Request 1: Return the portion of the LeetCode recommender description from "Live Demo: https://leetcode-problem-recommender.streamlit.app/" to "Embeddings: Sentence-Transformers (HuggingFace)", copied word for word.
Request 2: Write the next part of the LeetCode recommender description, starting after its last line.

Given passage:
A learning-to-rank recommendation system that recommends the next best LeetCode problem using semantic embeddings and a supervised ranking model. The system uses Sentence-BERT for contextual understanding and LightGBM for ordering problem relevance.
Live Demo: https://leetcode-problem-recommender.streamlit.app/
Generates dense embeddings using all-MiniLM-L6-v2 to capture conceptual similarity between problems, enabling retrieval beyond keyword matching.
Each candidate problem is ranked using the following signals:
- Cosine Similarity: Measures semantic closeness.
- Jaccard Similarity: Measures overlap in problem tags.
- Difficulty Distance: Penalizes sudden jumps in difficulty.
- Popularity Score: Based on likes, acceptance rate, and submission statistics.
A LightGBM ranking model combines all features into a single relevance score, improving recommendation accuracy compared to similarity-only approaches.
- Frontend: Streamlit
- Model Serving: LightGBM, Scikit-Learn
- Embeddings: Sentence-Transformers (HuggingFace)

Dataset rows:
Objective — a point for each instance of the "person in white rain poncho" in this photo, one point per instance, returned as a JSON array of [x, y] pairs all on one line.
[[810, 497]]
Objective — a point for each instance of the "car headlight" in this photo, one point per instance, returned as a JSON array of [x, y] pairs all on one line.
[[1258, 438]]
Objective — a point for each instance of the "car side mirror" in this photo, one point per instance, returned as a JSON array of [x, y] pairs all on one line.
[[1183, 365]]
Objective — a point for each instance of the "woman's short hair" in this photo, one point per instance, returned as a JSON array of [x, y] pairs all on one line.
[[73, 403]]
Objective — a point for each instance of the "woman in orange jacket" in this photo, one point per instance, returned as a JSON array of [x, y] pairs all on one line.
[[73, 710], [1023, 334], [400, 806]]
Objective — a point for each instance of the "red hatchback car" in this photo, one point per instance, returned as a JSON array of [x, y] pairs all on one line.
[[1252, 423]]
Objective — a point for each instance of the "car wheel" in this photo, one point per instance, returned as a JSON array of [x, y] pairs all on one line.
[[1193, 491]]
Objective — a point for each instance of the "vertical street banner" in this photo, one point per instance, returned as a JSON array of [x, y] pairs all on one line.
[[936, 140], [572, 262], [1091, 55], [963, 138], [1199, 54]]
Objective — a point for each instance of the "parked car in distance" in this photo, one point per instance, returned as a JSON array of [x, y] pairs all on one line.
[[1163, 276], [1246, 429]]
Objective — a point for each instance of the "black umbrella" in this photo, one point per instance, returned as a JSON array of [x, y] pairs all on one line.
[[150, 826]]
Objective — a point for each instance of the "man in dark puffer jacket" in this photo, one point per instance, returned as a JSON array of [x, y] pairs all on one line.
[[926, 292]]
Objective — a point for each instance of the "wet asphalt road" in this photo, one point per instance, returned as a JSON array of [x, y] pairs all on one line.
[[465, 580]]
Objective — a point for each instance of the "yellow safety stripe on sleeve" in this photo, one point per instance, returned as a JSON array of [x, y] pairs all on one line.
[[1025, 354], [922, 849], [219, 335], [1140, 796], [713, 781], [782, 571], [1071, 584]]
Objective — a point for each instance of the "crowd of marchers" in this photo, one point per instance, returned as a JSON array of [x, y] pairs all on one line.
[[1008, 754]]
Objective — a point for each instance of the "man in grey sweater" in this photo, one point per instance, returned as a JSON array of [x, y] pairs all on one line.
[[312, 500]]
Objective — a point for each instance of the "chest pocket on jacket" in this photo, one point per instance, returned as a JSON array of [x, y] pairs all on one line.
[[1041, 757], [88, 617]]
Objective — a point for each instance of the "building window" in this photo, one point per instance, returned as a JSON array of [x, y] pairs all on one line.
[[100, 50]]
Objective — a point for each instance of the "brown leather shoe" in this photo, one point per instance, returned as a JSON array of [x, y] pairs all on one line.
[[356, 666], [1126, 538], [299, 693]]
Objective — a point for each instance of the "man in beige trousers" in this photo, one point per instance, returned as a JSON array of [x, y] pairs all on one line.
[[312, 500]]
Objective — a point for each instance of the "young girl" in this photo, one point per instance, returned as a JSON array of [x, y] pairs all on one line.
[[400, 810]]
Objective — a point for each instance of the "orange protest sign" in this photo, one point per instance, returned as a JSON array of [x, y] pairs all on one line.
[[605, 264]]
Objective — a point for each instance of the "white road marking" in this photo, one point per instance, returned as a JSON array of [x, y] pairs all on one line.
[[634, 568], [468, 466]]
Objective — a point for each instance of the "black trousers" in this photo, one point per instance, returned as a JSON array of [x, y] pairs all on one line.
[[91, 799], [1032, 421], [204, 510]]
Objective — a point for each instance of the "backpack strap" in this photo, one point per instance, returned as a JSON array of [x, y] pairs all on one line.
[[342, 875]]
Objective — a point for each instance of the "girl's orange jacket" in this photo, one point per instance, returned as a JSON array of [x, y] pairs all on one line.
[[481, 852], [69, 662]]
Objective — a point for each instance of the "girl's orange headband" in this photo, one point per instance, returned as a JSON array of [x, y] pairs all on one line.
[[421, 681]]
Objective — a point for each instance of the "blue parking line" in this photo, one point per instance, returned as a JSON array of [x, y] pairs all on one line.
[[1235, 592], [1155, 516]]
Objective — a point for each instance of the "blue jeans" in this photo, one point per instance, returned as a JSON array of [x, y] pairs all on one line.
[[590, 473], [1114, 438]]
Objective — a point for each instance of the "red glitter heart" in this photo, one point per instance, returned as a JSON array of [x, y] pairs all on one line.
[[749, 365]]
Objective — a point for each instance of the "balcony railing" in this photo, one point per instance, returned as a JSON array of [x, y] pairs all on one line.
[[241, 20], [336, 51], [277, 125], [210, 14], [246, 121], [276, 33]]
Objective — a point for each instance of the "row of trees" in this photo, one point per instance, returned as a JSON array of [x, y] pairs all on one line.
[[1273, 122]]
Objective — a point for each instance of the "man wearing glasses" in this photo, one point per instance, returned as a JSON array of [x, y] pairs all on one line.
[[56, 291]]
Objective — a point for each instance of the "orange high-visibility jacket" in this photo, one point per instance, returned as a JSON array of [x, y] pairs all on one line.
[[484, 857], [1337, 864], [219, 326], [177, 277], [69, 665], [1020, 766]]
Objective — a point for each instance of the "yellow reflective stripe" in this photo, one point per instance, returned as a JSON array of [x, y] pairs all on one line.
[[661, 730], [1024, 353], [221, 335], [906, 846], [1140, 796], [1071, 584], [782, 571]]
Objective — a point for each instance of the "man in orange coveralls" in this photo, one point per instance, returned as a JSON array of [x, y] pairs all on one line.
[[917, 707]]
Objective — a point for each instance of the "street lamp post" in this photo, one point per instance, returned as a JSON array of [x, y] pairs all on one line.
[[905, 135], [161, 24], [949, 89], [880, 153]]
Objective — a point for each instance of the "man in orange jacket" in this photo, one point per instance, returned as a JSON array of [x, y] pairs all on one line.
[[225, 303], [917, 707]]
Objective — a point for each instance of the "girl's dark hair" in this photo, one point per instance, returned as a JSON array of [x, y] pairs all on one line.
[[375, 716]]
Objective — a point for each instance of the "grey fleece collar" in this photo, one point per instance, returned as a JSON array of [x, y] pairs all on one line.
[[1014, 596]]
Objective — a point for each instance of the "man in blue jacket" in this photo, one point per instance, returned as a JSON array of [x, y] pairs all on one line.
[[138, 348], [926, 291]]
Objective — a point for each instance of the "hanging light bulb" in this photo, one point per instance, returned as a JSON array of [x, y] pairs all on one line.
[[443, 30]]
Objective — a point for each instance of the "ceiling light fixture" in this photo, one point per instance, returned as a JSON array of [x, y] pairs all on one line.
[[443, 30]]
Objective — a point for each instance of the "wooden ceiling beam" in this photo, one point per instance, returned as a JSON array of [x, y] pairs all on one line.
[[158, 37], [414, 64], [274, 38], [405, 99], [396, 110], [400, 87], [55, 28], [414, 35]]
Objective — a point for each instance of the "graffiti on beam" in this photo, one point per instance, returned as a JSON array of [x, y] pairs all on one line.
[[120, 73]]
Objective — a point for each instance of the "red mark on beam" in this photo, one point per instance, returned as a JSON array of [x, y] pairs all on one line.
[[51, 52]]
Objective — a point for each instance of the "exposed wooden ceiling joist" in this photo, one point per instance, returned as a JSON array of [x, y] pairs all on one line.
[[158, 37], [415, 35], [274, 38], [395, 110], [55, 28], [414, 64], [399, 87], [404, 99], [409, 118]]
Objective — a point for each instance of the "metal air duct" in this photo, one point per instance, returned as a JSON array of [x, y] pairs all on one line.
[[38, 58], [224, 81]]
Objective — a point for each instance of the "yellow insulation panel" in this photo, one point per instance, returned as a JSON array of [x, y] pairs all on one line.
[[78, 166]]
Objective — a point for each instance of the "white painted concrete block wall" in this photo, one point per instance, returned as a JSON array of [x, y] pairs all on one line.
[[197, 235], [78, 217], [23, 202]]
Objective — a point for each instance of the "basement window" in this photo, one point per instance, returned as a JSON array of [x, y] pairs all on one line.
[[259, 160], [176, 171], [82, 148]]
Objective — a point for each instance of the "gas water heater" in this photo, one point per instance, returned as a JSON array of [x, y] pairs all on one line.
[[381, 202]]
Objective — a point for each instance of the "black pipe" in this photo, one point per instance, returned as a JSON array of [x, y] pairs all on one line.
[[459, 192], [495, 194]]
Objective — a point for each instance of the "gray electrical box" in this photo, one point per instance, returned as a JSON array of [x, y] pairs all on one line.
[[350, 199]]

--

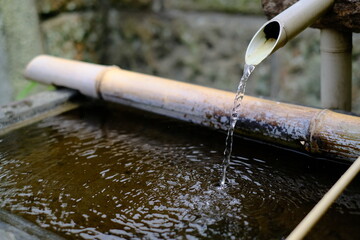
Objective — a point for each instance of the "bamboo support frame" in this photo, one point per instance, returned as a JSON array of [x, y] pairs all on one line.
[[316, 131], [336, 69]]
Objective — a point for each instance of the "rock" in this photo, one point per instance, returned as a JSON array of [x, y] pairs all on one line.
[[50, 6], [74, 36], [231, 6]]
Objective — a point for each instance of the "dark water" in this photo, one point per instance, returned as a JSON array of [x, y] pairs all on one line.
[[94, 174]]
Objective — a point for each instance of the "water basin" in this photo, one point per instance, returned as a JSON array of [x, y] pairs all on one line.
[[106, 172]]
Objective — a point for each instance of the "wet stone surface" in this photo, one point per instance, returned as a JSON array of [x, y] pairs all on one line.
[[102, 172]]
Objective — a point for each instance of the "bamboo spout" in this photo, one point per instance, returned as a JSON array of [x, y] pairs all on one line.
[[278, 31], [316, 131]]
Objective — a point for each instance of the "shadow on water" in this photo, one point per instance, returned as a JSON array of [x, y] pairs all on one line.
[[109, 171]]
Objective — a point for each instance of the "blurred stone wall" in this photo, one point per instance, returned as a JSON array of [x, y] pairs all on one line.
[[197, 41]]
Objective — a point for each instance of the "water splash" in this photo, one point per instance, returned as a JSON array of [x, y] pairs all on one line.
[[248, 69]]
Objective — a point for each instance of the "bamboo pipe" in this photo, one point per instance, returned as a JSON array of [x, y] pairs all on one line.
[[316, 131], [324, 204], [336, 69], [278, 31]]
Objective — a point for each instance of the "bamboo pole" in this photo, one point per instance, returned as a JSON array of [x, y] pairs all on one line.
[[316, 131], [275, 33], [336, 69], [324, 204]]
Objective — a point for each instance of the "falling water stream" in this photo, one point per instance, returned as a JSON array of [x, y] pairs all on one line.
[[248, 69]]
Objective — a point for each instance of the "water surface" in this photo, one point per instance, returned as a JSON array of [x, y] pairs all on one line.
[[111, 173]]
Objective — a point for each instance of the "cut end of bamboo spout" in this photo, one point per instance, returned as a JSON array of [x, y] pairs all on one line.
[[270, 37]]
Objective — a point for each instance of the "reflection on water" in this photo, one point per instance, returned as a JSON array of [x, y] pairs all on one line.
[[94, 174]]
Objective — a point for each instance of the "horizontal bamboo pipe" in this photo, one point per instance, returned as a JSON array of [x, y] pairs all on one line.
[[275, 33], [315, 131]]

Expected output 1:
Live Demo: https://leetcode-problem-recommender.streamlit.app/
Generates dense embeddings using all-MiniLM-L6-v2 to capture conceptual similarity between problems, enabling retrieval beyond keyword matching.
Each candidate problem is ranked using the following signals:
- Cosine Similarity: Measures semantic closeness.
- Jaccard Similarity: Measures overlap in problem tags.
- Difficulty Distance: Penalizes sudden jumps in difficulty.
- Popularity Score: Based on likes, acceptance rate, and submission statistics.
A LightGBM ranking model combines all features into a single relevance score, improving recommendation accuracy compared to similarity-only approaches.
- Frontend: Streamlit
- Model Serving: LightGBM, Scikit-Learn
- Embeddings: Sentence-Transformers (HuggingFace)

Expected output 2:
- Preprocessing: Pandas, NumPy, NLTK
- Similarity Metrics: NumPy cosine similarity
├── app/
│ ├── recommender.py # Core inference logic & feature extraction
│ └── __init__.py
├── data/
│ ├── preprocessed_data.csv # Cleaned LeetCode dataset
│ └── sbert_embeddings.pkl # Pre-computed vector embeddings (Cached)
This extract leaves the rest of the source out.